Teks Halaman:
Menuju konten utama

Berpacu dengan Target Peningkatan Industri Tekstil Indonesia

Produk dari industri tekstil dan produk tekstil Indonesia diharapkan menjadi tuan rumah di negeri sendiri dan masuk dalam lima besar negara eksportir tekstil dunia. Target ini pun kemudian mulai dikejar dengan membangun salah satu kawasan industri yakni Kawasan Industri Kendal.

Berpacu dengan Target Peningkatan Industri Tekstil Indonesia
Sejumlah karyawan menyelesaikan proses menjahit di pabrik garmen PT. Eco Smart Garment Indonesia di Sambi, Boyolali, Jawa Tengah. [ANTARA FOTO/ Aloysius Jarot Nugroho]

tirto.id - Sebuah kawasan industri seluas 2.700 hektare sedang dibangun sekitar 21km dari sebelah barat Kota Semarang (ibukota Jawa tengah). Kawasan itu akan dibangun Kota Mode atau Fashion City. Kota Mode tersebut akan dilengkapi dengan berbagai fasilitas. Mulai dari pusat bahan baku, perbelanjaan, pameran hingga pusat penelitian dan pengembangan produk tekstil.

Beberapa baris
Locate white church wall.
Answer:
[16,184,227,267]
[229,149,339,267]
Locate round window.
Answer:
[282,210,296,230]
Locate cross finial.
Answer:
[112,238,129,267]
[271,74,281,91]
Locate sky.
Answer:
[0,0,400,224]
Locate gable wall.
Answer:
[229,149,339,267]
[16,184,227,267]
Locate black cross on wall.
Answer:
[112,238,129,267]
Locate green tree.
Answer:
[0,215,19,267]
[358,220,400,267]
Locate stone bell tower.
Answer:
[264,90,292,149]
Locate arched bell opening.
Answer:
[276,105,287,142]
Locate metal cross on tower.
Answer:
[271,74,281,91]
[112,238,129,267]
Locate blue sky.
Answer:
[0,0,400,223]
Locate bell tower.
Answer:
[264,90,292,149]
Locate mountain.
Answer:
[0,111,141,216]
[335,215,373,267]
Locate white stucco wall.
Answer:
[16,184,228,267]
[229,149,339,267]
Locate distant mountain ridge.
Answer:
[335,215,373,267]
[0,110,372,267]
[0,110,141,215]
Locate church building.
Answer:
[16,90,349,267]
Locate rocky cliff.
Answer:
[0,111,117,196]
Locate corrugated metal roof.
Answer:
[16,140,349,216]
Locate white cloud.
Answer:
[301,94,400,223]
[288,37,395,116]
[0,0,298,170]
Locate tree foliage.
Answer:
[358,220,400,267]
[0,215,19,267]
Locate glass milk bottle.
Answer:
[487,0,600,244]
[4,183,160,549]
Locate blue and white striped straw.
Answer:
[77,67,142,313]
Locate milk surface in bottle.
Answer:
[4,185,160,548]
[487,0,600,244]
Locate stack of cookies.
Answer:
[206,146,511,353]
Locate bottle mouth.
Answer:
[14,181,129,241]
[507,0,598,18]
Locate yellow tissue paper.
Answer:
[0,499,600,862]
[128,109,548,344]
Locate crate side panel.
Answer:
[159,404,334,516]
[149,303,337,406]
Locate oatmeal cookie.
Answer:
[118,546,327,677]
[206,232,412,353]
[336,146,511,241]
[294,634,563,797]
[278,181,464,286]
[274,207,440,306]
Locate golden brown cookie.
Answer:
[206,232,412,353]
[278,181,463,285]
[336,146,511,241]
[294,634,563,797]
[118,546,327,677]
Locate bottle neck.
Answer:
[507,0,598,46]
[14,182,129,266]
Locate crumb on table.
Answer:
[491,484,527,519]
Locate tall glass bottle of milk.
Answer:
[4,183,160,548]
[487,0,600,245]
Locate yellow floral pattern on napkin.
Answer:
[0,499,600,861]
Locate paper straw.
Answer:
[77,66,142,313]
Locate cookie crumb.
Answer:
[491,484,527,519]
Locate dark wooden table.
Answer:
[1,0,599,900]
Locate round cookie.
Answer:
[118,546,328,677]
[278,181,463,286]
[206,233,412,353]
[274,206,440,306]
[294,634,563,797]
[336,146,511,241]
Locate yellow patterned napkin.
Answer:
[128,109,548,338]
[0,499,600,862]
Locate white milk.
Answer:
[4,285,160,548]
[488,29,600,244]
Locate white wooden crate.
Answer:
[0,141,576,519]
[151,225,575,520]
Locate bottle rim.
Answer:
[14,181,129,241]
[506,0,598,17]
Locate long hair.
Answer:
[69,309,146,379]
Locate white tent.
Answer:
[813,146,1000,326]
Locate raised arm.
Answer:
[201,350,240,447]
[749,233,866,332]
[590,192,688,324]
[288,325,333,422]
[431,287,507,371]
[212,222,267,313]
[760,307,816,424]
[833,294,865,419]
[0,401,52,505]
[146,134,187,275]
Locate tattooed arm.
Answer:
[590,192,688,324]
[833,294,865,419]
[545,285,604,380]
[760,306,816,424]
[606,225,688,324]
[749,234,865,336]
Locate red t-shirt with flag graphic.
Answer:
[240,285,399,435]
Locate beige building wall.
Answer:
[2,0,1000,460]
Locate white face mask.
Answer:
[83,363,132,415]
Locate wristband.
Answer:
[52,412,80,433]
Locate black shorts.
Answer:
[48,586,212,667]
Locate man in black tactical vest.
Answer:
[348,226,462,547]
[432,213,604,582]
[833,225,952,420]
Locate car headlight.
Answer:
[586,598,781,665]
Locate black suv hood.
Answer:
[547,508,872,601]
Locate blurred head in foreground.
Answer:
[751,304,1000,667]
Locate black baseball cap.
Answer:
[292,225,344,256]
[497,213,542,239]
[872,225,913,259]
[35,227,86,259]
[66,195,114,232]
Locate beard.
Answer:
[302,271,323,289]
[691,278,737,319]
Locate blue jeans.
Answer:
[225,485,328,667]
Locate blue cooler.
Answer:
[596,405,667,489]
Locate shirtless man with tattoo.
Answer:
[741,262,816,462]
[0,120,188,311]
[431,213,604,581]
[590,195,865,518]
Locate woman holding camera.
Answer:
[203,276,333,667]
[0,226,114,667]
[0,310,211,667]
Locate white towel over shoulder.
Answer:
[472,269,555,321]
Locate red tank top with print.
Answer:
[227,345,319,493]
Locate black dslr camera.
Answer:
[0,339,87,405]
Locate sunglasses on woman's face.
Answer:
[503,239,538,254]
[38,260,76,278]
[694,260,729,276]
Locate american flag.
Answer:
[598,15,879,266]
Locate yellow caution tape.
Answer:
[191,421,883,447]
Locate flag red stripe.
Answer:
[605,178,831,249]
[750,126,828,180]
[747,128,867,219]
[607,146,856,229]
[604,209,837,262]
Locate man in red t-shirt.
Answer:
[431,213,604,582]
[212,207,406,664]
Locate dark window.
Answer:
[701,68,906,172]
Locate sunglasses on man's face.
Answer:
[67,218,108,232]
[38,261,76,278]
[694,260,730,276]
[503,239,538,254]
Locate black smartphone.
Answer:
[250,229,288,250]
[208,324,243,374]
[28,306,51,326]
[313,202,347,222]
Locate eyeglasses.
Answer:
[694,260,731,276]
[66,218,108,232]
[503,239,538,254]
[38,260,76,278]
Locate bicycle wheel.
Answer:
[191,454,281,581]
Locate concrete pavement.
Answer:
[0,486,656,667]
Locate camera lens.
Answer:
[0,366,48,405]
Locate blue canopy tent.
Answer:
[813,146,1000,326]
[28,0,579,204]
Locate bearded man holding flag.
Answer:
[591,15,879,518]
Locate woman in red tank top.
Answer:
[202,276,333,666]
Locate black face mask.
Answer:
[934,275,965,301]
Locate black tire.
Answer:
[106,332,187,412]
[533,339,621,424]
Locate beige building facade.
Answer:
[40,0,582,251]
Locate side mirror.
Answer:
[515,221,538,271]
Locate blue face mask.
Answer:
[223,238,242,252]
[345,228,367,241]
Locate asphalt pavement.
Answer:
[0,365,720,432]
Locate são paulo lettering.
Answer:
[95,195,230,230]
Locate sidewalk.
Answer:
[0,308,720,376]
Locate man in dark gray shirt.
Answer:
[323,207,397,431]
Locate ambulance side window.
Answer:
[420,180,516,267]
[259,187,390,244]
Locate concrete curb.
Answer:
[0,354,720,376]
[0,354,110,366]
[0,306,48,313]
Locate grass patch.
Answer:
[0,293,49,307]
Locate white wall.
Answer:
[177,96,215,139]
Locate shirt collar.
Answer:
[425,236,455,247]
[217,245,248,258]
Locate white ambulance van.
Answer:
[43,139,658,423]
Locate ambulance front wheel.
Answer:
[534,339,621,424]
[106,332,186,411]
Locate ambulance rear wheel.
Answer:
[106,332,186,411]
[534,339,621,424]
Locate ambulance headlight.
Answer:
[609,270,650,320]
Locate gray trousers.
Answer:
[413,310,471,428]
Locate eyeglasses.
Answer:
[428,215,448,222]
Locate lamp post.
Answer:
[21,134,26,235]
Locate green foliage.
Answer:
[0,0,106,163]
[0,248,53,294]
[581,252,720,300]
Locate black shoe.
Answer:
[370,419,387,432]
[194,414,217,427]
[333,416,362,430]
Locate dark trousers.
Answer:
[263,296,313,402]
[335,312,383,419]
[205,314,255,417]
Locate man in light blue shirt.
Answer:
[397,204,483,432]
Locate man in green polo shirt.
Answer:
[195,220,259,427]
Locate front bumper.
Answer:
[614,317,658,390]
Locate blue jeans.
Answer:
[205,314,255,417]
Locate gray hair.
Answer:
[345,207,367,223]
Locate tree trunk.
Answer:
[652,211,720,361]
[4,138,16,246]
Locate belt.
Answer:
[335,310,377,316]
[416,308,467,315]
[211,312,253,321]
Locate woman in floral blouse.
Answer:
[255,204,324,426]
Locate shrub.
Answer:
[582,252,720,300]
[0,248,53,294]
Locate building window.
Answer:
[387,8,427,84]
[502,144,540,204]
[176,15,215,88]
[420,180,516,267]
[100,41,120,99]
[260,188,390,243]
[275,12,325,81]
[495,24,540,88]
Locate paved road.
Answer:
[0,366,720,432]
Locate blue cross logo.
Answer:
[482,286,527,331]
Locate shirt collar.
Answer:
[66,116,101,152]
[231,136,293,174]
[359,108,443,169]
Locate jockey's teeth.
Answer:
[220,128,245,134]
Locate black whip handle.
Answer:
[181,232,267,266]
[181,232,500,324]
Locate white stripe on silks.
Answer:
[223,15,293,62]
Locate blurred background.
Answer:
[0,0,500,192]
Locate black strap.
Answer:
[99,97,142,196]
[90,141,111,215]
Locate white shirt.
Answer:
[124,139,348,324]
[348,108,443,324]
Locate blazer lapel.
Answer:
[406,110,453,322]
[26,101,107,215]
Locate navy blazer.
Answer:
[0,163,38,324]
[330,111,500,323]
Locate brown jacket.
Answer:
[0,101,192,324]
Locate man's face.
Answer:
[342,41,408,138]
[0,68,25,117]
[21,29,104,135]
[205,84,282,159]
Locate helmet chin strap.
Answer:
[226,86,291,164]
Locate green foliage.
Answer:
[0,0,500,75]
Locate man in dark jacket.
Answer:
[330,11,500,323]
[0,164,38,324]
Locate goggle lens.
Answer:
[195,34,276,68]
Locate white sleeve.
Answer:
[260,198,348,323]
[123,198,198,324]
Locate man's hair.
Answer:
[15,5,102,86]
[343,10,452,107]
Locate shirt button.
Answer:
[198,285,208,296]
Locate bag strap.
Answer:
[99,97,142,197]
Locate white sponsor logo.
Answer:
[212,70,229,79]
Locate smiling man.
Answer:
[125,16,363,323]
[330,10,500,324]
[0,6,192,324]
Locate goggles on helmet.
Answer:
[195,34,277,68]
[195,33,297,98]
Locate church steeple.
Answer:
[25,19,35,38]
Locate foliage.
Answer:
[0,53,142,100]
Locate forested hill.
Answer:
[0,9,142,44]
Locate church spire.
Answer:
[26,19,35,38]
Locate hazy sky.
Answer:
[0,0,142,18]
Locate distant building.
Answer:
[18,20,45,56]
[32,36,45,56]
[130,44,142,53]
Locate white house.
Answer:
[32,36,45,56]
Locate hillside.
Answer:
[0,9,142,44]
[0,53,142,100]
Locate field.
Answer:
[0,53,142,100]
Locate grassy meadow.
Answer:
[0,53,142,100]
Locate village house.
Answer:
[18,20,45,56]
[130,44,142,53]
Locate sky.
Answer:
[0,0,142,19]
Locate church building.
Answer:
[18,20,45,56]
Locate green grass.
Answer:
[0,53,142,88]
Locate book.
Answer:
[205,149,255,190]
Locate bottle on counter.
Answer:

Latihan Singkat 1: Terjemahkan kalimat "Kota Mode tersebut akan dilengkapi dengan berbagai fasilitas." dari teks halaman ke dalam bahasa Inggris.
Latihan Singkat 2: Pada bagian baris, tolong kembalikan tanpa perubahan semua baris, dari baris yang memuat "Locate white milk." hingga baris yang memuat "[240,285,399,435]", termasuk kedua baris tersebut.
Teks halaman dan baris-baris ini diambil dari sumber yang berlainan.

Jawaban Tugas 1: The Fashion City will be equipped with various facilities.

Jawaban Tugas 2:
Locate white milk.
Answer:
[4,285,160,548]
[488,29,600,244]
Locate white wooden crate.
Answer:
[0,141,576,519]
[151,225,575,520]
Locate bottle rim.
Answer:
[14,181,129,241]
[506,0,598,17]
Locate long hair.
Answer:
[69,309,146,379]
Locate white tent.
Answer:
[813,146,1000,326]
Locate raised arm.
Answer:
[201,350,240,447]
[749,233,866,332]
[590,192,688,324]
[288,325,333,422]
[431,287,507,371]
[212,222,267,313]
[760,307,816,424]
[833,294,865,419]
[0,401,52,505]
[146,134,187,275]
Locate tattooed arm.
Answer:
[590,192,688,324]
[833,294,865,419]
[545,285,604,380]
[760,306,816,424]
[606,225,688,324]
[749,234,865,336]
Locate red t-shirt with flag graphic.
Answer:
[240,285,399,435]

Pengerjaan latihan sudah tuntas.